====== EXERCISE TEXT

Yeah, that’ll make you happy. Just add it into your “To Do” list. Make it another chore. That’ll cheer you right up.
Not!
Happiness is a natural, normal state of being. Most creatures are born with it. It’s not some reading on a scale. It used to come naturally.
Just watch lambs frolicking in the field, kittens chasing a piece of paper on a string, puppies rolling over one another in play fight. Even adult dogs like to run to fetch sticks and jump high to catch a thrown ball. They love it. Excitement, action, challenge, testing oneself, being part of something with others.. Listen to the birds singing. Ever noticed that they DON’T sing when there’s a cat wandering about – then, they squawk warnings to one another.
Closer to home, stand outside the high Keep Out fence of a modern school ground at lunchtime, and listen to the kids playing.Shrieking, laughing, yelling, making lots of noise, with lots of action.
Then look at the adults…
Loss of happiness seems to parallel loss of freedom of some kind.
Your lady friend had probably gotten herself trapped in some unsatisfactory situation, and couldn’t see it, or how to get out of it. Sometimes, that’s a marriage, a job, or career, even a social paradigm.
That’s the funny thing about liberated women, feminists and the like. Most of them look like those “resting bitch face” models, only they are not attractive to make up for it. I think it’s funny anyway. Maybe that’s just me.
In order to be happy, Ya Gotta Be Yourself. That’s their problem, they are trying to be “better than men” or something like it. Of course, they never stop trying to be better than each other, so it’s a real double whammy.
Funny eh?
Well, I’m smiling, so maybe I’m happy.
If you’re doing what you love, won’t you be happy?
Like the birds, kittens, puppies, dogs, children…
So, why are you doing what you don’t love? Nothing to do with “making time to be happy”?
Break out of the trap, go do what you are happy doing! When reality hits later, you’ll find a new happy thing to do. Maybe even working in a job!
Andrew says
Standing at the Keep Out fence of the school yard for too long will get you arrested…!!
Glyn says
Unfortunately some people have lost there mojo due to stress and what ever else due to the rat race we are in. It seems there is always doom and gloom out there. Everyone with power wants to keep you down and stressed (when have you heard of a government saying we’ve done pretty good this year). Sometimes things are out of your control. Only you can control if you WANT to be happy and friends and family can help you be happy. There are always a lot of people worse than you and they are still happy.
ron goddard says
hi jonno,
i want to know; do you spend lotsa time writing this stuff or does it just flow. lets look at the words which make me curious(being a big dummy) : subsumed, mojo and reaction. i have never, ever come across a subsumed anything. perhaps you could explain in your next diatribe.
i know that any modern person knows what a ‘mojo’ is..but it escapes me. reaction…is something that happens when you take a shot of medicine that goes wrong..like he has had a reaction, but now he has responded to a different med. so that reaction to me is a negative and response is a positive. so a positive response might bring happiness, not a reaction. don’t you agree? exercise to me is a negative. but if you have a penchant for being healthy yes respond to your urges and exercise. i would rather go for a long walk and see things and talk to people wherever and whenever i can. maybe it has taken 20,000 years for people to stop doing this: walking a long way in a long time and chatting along the way.
anyway in a funny way being happy and living in a happy state is sublime, for happiness comes from within. things don’t make you happy..you make you happy. the secret maybe is not to expect too much from life and give more.
you give of your time jonno, writing to us mere mortals and we respond by commenting in our manifold ways. so good luck with your present state and think of other peoples’ battle with life. i never stop being amazed at the many people who do volunteer work. i wonder what kind of people we would attract to politics if we didn’t pay them anything? 🙂 cheers, ron
Alan Maurice says
THank you
Mary Leong says
Thank you sensai just what I needed to hear!

============
====== MATERIAL SUPPLIED

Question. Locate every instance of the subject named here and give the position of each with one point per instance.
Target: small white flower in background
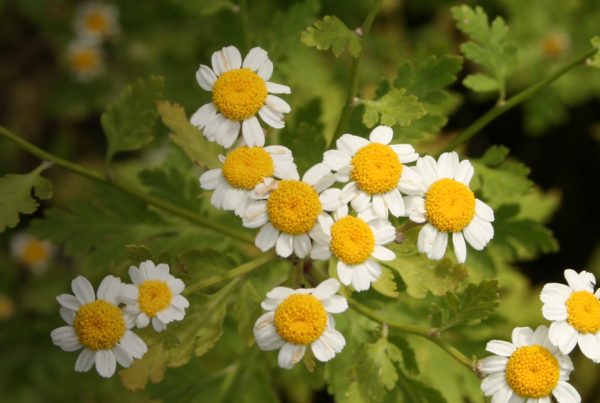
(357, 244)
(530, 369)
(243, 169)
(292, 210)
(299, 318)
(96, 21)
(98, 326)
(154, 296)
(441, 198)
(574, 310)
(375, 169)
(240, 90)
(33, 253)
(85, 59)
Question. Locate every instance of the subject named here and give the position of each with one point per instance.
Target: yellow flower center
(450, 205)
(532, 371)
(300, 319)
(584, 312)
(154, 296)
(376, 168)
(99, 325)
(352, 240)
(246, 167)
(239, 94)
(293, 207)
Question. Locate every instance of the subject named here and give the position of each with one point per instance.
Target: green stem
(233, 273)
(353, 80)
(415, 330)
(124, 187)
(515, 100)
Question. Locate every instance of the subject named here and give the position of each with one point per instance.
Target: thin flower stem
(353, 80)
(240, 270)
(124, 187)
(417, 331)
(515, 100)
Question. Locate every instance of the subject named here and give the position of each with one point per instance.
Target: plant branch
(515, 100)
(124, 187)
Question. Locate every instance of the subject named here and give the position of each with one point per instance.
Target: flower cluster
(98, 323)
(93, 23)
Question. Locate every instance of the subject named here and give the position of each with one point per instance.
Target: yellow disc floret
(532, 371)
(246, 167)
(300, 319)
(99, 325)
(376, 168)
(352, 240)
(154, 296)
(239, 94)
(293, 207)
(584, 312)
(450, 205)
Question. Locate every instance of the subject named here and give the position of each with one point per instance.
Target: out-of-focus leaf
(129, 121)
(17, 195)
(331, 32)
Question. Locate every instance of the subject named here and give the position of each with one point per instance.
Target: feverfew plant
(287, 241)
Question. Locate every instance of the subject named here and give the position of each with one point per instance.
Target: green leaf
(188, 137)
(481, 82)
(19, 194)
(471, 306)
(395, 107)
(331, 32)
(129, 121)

============
====== MATERIAL SUPPLIED

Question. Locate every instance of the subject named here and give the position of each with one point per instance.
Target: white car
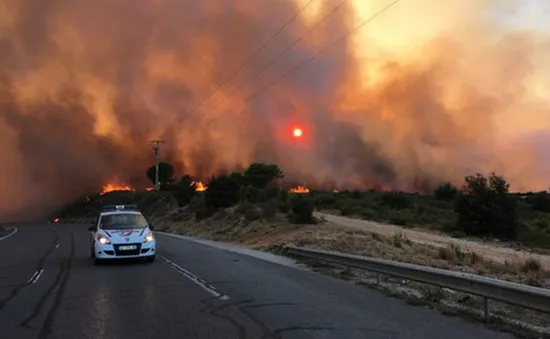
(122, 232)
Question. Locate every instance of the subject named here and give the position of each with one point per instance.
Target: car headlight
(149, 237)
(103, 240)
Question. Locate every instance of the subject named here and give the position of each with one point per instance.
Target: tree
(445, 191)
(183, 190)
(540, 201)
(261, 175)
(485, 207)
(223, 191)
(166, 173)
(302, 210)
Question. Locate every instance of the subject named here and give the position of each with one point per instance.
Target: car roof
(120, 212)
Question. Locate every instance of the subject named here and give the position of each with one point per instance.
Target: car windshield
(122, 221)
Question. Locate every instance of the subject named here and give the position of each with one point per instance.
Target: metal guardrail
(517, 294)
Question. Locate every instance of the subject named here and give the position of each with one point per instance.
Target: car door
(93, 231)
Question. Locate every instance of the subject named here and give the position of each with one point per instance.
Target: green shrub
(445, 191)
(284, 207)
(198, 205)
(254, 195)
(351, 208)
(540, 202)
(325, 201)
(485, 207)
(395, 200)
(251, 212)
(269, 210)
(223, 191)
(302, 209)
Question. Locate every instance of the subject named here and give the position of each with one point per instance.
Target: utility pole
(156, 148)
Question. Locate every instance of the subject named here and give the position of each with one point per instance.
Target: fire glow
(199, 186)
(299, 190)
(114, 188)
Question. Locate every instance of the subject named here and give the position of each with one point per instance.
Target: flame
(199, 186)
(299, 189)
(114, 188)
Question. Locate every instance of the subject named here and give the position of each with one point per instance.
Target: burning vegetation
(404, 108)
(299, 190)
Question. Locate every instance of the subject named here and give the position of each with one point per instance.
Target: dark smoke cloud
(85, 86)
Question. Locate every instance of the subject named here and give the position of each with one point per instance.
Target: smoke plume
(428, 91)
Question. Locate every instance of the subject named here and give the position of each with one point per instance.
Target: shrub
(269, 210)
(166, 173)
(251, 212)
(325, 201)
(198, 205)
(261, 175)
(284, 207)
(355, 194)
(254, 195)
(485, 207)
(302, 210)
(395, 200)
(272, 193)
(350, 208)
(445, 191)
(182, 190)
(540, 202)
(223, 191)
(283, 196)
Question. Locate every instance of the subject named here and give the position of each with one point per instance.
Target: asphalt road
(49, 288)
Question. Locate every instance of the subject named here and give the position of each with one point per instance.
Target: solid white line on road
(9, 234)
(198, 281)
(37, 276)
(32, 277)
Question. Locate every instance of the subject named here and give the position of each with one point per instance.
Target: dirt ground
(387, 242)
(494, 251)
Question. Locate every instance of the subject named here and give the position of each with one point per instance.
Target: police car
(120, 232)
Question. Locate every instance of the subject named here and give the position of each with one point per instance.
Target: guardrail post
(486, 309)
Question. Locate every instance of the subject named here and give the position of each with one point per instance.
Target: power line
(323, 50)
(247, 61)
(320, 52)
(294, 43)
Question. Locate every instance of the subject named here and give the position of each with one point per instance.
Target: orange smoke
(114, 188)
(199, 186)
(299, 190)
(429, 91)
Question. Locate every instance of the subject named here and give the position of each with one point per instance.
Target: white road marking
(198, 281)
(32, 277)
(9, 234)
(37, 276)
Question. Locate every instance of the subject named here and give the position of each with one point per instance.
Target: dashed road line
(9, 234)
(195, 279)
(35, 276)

============

> _TASKS TO PERFORM_:
1. Answer these from the happiness comments:
(a) What does loss of happiness seem to parallel?
(b) According to Andrew, what will standing at the Keep Out fence of the school yard for too long get you?
(c) According to ron goddard, where does happiness come from?
2. Write out everything in the happiness comments from "Then look at" down to "you be happy?".

> _SOLUTIONS_:
1.
(a) Loss of freedom of some kind.
(b) Arrested.
(c) From within.

2.
Then look at the adults…
Loss of happiness seems to parallel loss of freedom of some kind.
Your lady friend had probably gotten herself trapped in some unsatisfactory situation, and couldn’t see it, or how to get out of it. Sometimes, that’s a marriage, a job, or career, even a social paradigm.
That’s the funny thing about liberated women, feminists and the like. Most of them look like those “resting bitch face” models, only they are not attractive to make up for it. I think it’s funny anyway. Maybe that’s just me.
In order to be happy, Ya Gotta Be Yourself. That’s their problem, they are trying to be “better than men” or something like it. Of course, they never stop trying to be better than each other, so it’s a real double whammy.
Funny eh?
Well, I’m smiling, so maybe I’m happy.
If you’re doing what you love, won’t you be happy?